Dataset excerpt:
********************

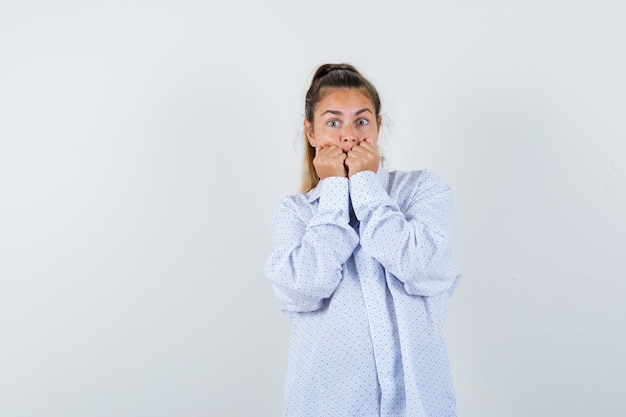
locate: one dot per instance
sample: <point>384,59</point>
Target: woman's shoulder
<point>424,178</point>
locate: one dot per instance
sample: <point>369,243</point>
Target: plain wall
<point>144,146</point>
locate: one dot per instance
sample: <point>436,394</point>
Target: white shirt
<point>367,296</point>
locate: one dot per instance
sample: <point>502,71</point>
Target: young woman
<point>362,265</point>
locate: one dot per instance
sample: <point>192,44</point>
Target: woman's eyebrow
<point>338,113</point>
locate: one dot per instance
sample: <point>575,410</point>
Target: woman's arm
<point>415,245</point>
<point>305,265</point>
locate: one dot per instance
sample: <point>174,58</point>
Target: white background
<point>144,146</point>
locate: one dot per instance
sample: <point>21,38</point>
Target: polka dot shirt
<point>363,267</point>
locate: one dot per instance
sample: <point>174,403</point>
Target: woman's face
<point>344,117</point>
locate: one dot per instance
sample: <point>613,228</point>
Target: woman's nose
<point>348,134</point>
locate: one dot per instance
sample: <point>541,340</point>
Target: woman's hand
<point>329,162</point>
<point>363,157</point>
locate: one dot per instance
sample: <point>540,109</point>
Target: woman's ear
<point>308,129</point>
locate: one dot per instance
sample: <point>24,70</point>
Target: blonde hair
<point>330,76</point>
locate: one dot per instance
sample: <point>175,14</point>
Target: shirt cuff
<point>366,190</point>
<point>334,198</point>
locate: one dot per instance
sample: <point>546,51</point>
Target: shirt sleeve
<point>415,245</point>
<point>305,265</point>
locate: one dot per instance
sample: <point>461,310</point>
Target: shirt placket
<point>381,327</point>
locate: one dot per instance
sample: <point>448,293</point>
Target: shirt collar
<point>381,174</point>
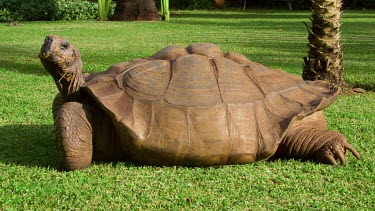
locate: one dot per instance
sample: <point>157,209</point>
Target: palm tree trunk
<point>325,54</point>
<point>131,10</point>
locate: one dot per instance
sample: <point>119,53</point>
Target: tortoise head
<point>63,61</point>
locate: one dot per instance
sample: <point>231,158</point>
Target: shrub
<point>76,10</point>
<point>32,10</point>
<point>17,10</point>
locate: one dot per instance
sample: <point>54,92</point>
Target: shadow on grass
<point>28,145</point>
<point>20,59</point>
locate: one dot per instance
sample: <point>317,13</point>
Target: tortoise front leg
<point>74,134</point>
<point>309,139</point>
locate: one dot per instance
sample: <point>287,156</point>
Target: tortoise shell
<point>199,106</point>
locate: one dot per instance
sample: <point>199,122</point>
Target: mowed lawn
<point>29,179</point>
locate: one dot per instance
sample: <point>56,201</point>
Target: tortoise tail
<point>307,143</point>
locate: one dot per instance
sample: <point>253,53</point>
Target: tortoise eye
<point>64,45</point>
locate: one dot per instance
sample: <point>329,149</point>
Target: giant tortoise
<point>194,106</point>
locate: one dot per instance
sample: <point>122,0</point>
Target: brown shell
<point>199,106</point>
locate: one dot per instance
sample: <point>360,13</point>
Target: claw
<point>341,157</point>
<point>352,150</point>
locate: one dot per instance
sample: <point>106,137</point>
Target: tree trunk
<point>325,54</point>
<point>131,10</point>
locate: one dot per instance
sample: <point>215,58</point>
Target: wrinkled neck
<point>70,88</point>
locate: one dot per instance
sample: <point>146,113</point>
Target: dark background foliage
<point>32,10</point>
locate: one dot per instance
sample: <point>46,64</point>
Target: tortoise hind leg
<point>74,135</point>
<point>309,139</point>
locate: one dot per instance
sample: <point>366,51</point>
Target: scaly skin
<point>84,132</point>
<point>309,139</point>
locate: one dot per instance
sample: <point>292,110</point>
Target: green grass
<point>28,175</point>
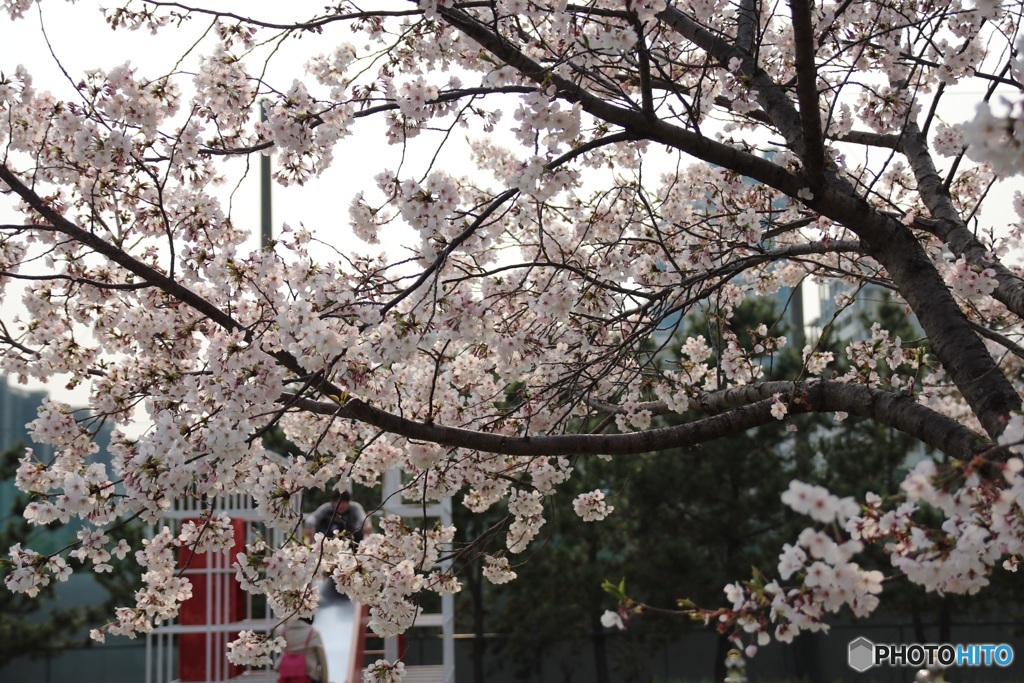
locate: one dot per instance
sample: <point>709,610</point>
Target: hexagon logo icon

********************

• **REQUIREMENT**
Please arrange the records as a Markdown table with the columns Row and Line, giving each line a row number and leaving out blank lines and the pictures. Begin at the start of the records and stop after the line that contains "<point>338,113</point>".

• **SOLUTION**
| Row | Line |
|---|---|
| 1 | locate: one dot per instance |
| 2 | sample: <point>384,59</point> |
| 3 | Target: woman's shoulder |
| 4 | <point>424,178</point> |
| 5 | locate: one dot per instance |
| 6 | sample: <point>369,243</point> |
| 7 | Target: plain wall |
| 8 | <point>144,146</point> |
| 9 | locate: one dot per instance |
| 10 | sample: <point>436,394</point> |
| 11 | Target: white shirt |
| 12 | <point>367,296</point> |
| 13 | locate: one dot per instance |
| 14 | sample: <point>502,71</point> |
| 15 | Target: young woman |
| 16 | <point>362,265</point> |
| 17 | locate: one dot per instance |
| 18 | sample: <point>192,44</point> |
| 19 | Target: woman's eyebrow |
| 20 | <point>338,113</point> |